§ **Extracted records**:

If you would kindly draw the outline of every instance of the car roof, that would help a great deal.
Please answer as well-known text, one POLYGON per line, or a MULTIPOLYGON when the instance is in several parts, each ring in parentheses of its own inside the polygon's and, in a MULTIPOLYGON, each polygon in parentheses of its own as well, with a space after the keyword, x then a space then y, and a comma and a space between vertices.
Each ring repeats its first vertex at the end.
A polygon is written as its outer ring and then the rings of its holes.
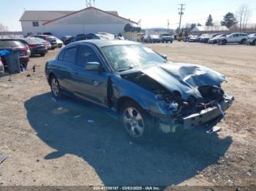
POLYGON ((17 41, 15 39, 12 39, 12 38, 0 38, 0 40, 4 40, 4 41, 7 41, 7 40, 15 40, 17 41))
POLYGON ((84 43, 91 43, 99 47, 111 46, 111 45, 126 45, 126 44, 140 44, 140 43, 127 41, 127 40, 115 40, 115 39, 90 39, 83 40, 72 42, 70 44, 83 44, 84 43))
==
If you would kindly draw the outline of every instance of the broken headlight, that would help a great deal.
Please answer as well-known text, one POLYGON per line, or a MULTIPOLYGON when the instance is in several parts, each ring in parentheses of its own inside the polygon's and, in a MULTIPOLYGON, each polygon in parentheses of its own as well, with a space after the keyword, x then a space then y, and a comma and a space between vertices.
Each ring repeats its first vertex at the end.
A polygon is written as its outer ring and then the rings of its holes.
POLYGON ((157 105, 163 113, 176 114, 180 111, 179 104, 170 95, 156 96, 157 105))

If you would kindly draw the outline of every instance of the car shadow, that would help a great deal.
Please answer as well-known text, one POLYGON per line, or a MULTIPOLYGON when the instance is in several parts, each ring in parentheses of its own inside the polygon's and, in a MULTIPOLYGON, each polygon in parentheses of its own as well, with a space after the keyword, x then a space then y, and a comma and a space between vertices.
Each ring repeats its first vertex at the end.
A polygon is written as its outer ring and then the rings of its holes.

§ **Exercise requirements**: Reproduce the rows from the line containing "roof, that would help a great deal." through the line containing "POLYGON ((84 43, 91", both included, with "car roof" swapped for "vehicle roof" and nothing else altered. Leave the pictures out.

§ **Solution for this exercise**:
If you would kindly draw the outline of every instance of the vehicle roof, that would help a great deal.
Please answer as well-known text, one POLYGON per line, or a MULTIPOLYGON when the instance is in several parts, each ring in parentheses of its own inside the polygon's and, in a MULTIPOLYGON, each polygon in parentheses of its own as well, with a space after the keyword, x then a space then y, and a comma and a space between vertices.
Each ring repeats its first vertex at the end.
A polygon is written as its outer ring and then the rings of its holes.
POLYGON ((17 41, 15 39, 12 39, 12 38, 0 38, 0 40, 4 40, 4 41, 7 41, 7 40, 15 40, 17 41))
POLYGON ((84 43, 91 43, 99 47, 111 46, 111 45, 126 45, 126 44, 140 44, 140 43, 127 41, 127 40, 115 40, 115 39, 90 39, 83 40, 72 42, 70 44, 83 44, 84 43))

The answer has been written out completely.